— Start —

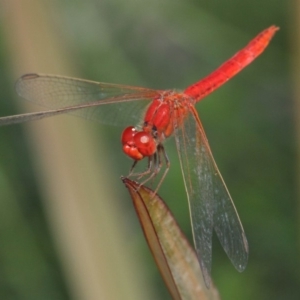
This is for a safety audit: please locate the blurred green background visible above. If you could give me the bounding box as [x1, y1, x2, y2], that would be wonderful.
[0, 0, 300, 300]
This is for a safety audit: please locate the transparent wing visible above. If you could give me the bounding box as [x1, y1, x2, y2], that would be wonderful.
[175, 106, 248, 286]
[9, 74, 160, 125]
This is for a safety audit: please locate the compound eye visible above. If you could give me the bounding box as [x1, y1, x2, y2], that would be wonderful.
[134, 131, 156, 156]
[121, 126, 138, 145]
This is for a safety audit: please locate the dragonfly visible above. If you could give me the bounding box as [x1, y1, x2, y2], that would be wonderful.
[0, 25, 279, 288]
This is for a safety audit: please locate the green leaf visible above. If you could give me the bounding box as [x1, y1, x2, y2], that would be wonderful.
[122, 178, 220, 300]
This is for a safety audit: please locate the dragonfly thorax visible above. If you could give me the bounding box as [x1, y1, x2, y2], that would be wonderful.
[121, 91, 191, 160]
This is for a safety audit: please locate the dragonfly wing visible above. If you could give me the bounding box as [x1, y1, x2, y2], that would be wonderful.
[16, 74, 159, 125]
[174, 106, 214, 287]
[175, 106, 248, 284]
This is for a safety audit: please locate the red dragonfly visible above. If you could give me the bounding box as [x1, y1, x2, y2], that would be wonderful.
[0, 26, 279, 287]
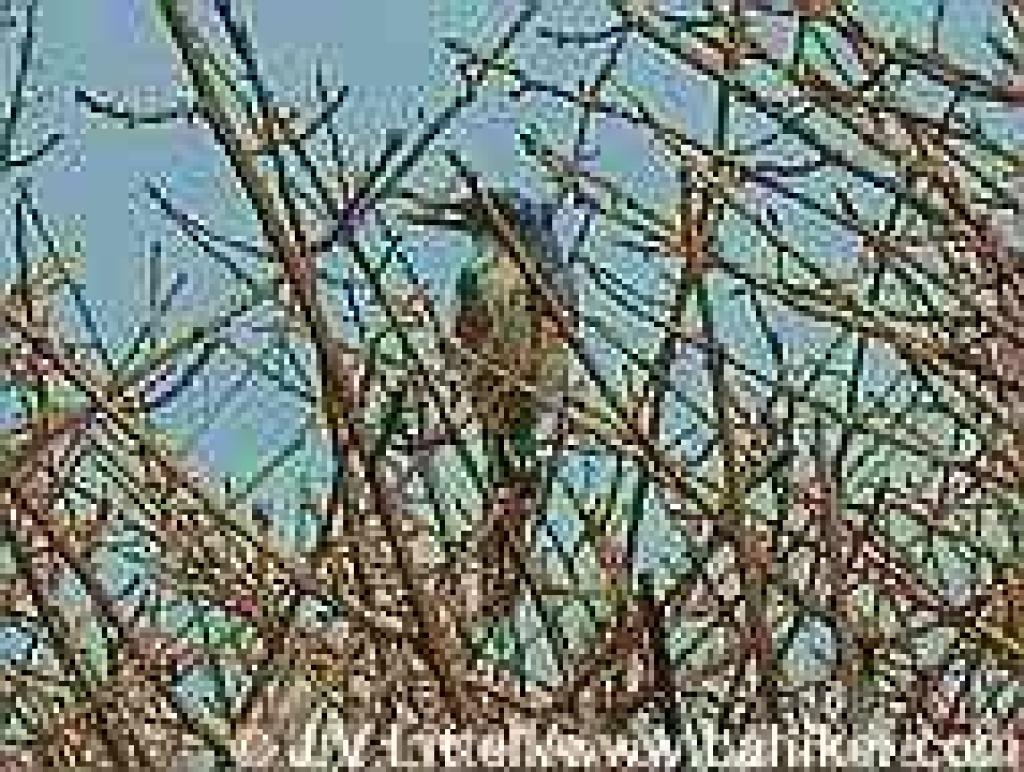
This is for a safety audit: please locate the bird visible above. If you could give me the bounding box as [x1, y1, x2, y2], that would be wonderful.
[397, 187, 579, 617]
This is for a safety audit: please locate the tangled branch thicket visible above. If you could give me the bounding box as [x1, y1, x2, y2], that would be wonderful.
[0, 0, 1024, 768]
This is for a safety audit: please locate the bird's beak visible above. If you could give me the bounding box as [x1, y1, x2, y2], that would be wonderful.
[398, 192, 471, 232]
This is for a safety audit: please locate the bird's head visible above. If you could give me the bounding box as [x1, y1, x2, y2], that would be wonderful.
[402, 187, 555, 245]
[402, 187, 573, 302]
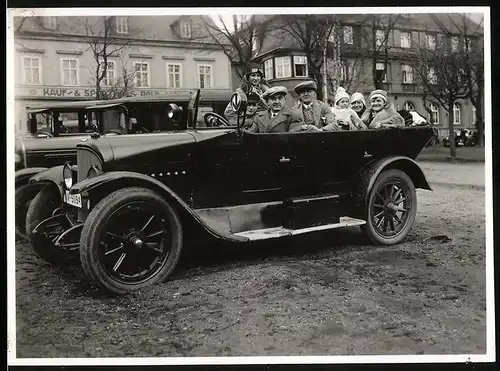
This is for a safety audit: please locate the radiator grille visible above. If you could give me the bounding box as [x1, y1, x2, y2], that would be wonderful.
[77, 148, 102, 182]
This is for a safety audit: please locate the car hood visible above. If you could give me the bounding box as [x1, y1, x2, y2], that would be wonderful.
[16, 134, 89, 152]
[77, 130, 234, 168]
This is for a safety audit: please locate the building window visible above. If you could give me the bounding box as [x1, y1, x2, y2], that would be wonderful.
[99, 61, 115, 86]
[451, 36, 460, 52]
[464, 37, 472, 53]
[429, 103, 439, 125]
[134, 62, 149, 88]
[401, 64, 413, 84]
[328, 27, 337, 44]
[43, 17, 57, 30]
[427, 67, 437, 85]
[22, 57, 42, 85]
[274, 57, 292, 79]
[375, 30, 385, 46]
[342, 26, 354, 45]
[453, 103, 460, 125]
[293, 55, 307, 77]
[252, 34, 258, 52]
[458, 68, 467, 85]
[116, 17, 128, 34]
[401, 32, 411, 48]
[181, 21, 191, 39]
[264, 59, 274, 80]
[197, 64, 212, 89]
[375, 62, 387, 82]
[167, 63, 182, 89]
[61, 58, 78, 86]
[425, 34, 436, 50]
[403, 102, 415, 111]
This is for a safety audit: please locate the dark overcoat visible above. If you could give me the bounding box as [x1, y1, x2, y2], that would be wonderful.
[246, 108, 304, 133]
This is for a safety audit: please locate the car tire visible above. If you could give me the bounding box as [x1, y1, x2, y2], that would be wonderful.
[26, 186, 78, 266]
[15, 184, 40, 241]
[361, 169, 417, 245]
[80, 188, 183, 295]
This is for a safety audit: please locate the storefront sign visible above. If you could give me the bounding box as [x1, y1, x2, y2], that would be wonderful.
[16, 86, 211, 100]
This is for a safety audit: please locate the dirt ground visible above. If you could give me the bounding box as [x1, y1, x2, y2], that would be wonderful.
[16, 163, 486, 358]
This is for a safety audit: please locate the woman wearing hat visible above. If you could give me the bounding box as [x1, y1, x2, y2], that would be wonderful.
[351, 92, 366, 118]
[361, 90, 405, 129]
[224, 92, 260, 129]
[332, 87, 367, 130]
[240, 67, 270, 101]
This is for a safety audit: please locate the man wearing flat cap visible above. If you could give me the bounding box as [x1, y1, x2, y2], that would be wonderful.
[246, 86, 304, 133]
[292, 81, 340, 131]
[224, 92, 261, 129]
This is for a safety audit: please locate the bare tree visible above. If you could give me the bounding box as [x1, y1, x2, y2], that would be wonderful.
[448, 14, 484, 146]
[407, 33, 469, 159]
[199, 15, 273, 79]
[84, 16, 140, 99]
[273, 14, 338, 100]
[92, 49, 137, 99]
[433, 13, 484, 146]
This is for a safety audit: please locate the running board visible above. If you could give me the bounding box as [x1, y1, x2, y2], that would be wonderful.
[234, 217, 366, 241]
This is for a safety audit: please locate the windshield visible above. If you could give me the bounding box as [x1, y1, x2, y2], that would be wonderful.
[187, 90, 200, 129]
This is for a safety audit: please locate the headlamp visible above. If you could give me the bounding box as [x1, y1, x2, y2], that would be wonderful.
[63, 164, 73, 189]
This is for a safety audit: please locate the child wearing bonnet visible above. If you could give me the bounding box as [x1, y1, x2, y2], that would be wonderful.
[332, 87, 367, 130]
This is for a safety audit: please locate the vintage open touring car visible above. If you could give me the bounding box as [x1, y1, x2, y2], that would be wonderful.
[15, 90, 231, 239]
[26, 90, 432, 294]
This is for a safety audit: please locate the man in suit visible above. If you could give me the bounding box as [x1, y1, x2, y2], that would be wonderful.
[246, 86, 304, 133]
[292, 81, 340, 131]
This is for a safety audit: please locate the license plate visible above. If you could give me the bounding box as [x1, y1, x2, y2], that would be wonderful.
[64, 191, 82, 208]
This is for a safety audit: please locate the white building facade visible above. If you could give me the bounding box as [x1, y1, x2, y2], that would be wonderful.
[14, 16, 232, 133]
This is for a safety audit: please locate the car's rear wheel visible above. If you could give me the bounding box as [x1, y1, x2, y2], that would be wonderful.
[80, 188, 182, 295]
[15, 184, 40, 241]
[26, 186, 78, 265]
[361, 169, 417, 245]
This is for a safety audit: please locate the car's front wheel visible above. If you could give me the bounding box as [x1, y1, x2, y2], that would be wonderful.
[80, 188, 182, 295]
[362, 169, 417, 245]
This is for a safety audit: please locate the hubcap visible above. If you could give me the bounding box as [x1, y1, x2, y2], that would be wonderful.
[370, 179, 411, 238]
[99, 201, 171, 284]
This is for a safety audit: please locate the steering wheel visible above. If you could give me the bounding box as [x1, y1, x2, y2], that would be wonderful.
[134, 126, 149, 133]
[36, 131, 54, 138]
[203, 112, 229, 128]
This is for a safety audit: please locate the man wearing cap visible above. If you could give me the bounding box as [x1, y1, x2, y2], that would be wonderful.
[224, 92, 261, 129]
[292, 81, 340, 131]
[361, 89, 405, 129]
[246, 86, 304, 133]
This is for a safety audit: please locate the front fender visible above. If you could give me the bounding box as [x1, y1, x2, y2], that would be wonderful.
[29, 165, 64, 197]
[351, 156, 432, 218]
[69, 170, 248, 242]
[15, 167, 48, 187]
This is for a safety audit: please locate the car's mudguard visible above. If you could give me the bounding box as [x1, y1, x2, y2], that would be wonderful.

— End —

_Stated problem_
Can you quote the data above word for word, starting with the line that contains "This is for a safety audit: please locate the child" and going on through the line that contains "[26, 90, 432, 294]", with both of those lines included?

_In response_
This is for a safety audit: please locate the child wearing bonnet visible above. If you could give me the bounding box as [x1, y1, x2, y2], that would be wonderful.
[332, 87, 367, 130]
This is for a safety audit: please locate the vintage open touring car visible above. If you could give me the bounding box as [x1, y1, x2, y2], that would be wonderful.
[15, 90, 231, 239]
[26, 90, 432, 294]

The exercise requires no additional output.